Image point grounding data
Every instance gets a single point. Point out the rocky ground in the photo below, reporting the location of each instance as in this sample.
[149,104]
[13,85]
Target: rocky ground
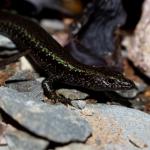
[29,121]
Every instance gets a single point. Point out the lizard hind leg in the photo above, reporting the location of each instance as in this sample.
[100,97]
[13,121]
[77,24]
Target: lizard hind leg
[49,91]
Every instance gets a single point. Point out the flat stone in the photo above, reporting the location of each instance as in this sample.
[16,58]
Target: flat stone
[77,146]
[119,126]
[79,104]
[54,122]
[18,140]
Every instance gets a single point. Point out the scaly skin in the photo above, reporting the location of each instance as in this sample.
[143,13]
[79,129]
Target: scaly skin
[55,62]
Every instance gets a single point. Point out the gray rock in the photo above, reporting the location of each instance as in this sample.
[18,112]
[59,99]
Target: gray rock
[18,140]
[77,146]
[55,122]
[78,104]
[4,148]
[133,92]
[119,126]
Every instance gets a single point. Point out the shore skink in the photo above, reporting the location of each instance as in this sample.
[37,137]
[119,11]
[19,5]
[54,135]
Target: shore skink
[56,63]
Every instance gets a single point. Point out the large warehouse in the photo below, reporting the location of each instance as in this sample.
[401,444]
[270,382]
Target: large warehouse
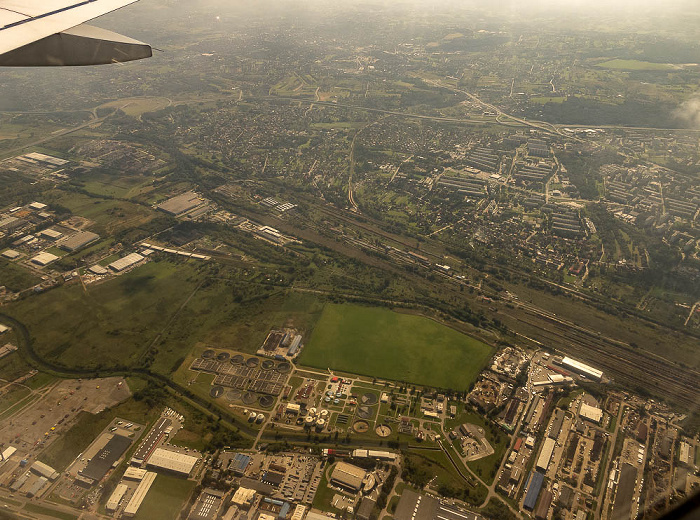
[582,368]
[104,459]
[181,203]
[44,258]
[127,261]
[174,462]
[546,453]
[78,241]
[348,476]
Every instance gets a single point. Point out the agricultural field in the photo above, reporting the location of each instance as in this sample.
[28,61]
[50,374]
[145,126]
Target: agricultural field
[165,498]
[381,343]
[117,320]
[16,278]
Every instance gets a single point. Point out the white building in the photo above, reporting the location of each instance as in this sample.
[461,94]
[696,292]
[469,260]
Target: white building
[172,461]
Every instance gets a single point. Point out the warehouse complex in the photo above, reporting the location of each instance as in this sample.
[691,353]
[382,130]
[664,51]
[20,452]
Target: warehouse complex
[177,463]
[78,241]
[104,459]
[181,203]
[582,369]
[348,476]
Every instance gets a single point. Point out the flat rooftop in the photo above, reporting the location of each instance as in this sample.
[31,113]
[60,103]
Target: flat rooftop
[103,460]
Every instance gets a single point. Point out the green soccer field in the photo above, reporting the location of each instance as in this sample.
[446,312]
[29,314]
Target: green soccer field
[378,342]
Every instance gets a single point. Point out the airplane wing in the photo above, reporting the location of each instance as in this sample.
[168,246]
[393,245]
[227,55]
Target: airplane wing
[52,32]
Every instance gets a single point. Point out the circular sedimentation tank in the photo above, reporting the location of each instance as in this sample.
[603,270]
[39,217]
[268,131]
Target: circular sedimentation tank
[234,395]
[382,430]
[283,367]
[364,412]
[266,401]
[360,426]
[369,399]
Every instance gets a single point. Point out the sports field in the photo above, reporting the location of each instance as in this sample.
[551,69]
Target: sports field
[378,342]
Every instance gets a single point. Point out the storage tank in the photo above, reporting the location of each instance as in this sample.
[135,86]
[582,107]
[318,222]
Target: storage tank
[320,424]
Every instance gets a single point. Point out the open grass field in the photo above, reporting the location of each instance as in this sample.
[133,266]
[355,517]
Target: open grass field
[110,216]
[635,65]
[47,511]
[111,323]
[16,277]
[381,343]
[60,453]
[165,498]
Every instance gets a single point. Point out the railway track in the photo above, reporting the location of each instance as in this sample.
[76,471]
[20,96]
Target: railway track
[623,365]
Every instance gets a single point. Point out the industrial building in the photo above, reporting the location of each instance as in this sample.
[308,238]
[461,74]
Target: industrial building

Assigned task
In the copy, every entry must appear exactly as written, and no picture may appear.

Result for this task
Every instance gets a single point. Point out the rocky ground in the photo below, reporting the location of each instance as in this sample.
[149,104]
[13,85]
Target: rocky ground
[29,121]
Every instance gets a single point. Point out the lizard hind leg in the photo above, reporting the location of each instance as in this sample.
[100,97]
[13,121]
[77,24]
Target: lizard hind leg
[49,91]
Every instance gets a single point. Point out the flat stone in the photo above, reporting the location of each instance as in this sample.
[16,58]
Target: flat stone
[77,146]
[119,126]
[79,104]
[54,122]
[18,140]
Every instance gets a single point. Point out the scaly skin in the photo above, reporting the location of each instance as in this sample.
[143,13]
[79,129]
Target: scaly skin
[55,62]
Every instance gets a single point. Point out the gray rock in the photo above, reporting the location of each instance as in this sample.
[18,112]
[59,99]
Target: gray rock
[18,140]
[77,146]
[55,122]
[78,104]
[4,148]
[133,92]
[119,126]
Every instance gets a single point. Point out the shore skink in the photo above, reporting the location of each instance as in this sample.
[37,137]
[119,11]
[19,5]
[54,135]
Target: shore skink
[56,63]
Every instance gets a single point. Point out the large warehouse in the photo below, reporting the location of each instance as in this sample.
[401,444]
[270,382]
Target: large warehouse
[582,368]
[104,459]
[181,203]
[44,258]
[127,261]
[174,462]
[546,453]
[78,241]
[348,476]
Every instance gets a single point. Point out the agricultural field in the photo above, reporting the location of each instance as in this sample.
[28,61]
[50,374]
[145,126]
Target: agricultural field
[165,498]
[381,343]
[117,320]
[16,278]
Every instance gets a single point. Point out the white building in the photo above, reporting the location of each instance as in this sample.
[461,94]
[696,292]
[469,260]
Target: white building
[172,461]
Every instance gets a single point. Point out the warehouse complex in the photo above, reporting the location of each instance as in this sample.
[691,353]
[382,130]
[664,51]
[20,452]
Target: warehouse complex
[177,463]
[78,241]
[104,459]
[181,203]
[582,369]
[348,476]
Every instance gets a single point. Point out the flat rooftop in the photo above, reporting the location of each instance as in this sample.
[31,113]
[60,103]
Target: flat rooftop
[103,460]
Every instance gets a single point. Point out the green soccer field in the photo above, reporting the location of each instance as in this sample.
[446,312]
[29,314]
Target: green soccer field
[378,342]
Every instance gets a single point. Point out the airplane wing in the photo above, reporting the location of each instance as in this sample.
[168,246]
[393,245]
[227,55]
Target: airplane wing
[52,32]
Every instance gets a single point. Point out the circular sedimentation tank in the photo above, reporting the location of each instance as in this sample.
[603,270]
[39,217]
[268,131]
Target: circular sedimentation tank
[234,395]
[382,430]
[283,367]
[364,412]
[266,401]
[360,426]
[369,399]
Every instance gets a single point. Point out the sports field in the photo above, reporting the location of each instance as in this sample.
[551,69]
Target: sports field
[378,342]
Every instance gets a single point. Point out the storage tank in the photo above, reporting the location of each instance as in this sample.
[135,86]
[582,107]
[318,222]
Target: storage tank
[320,424]
Every instance gets a single point. Point out the open grass field in the photo above, reporting the location of each instance as in this sample.
[133,266]
[355,517]
Target: open grass field
[110,216]
[635,65]
[47,511]
[111,323]
[16,277]
[381,343]
[60,453]
[165,498]
Every instance gets a single point. Point out the railway track in the photo above, reporting the location of each instance as in this sample.
[76,471]
[20,96]
Target: railway track
[623,365]
Every instance gets a single point. Point out the industrial building in the photo above, reporting the location of each instance as in this sample.
[308,238]
[461,74]
Target: industrial building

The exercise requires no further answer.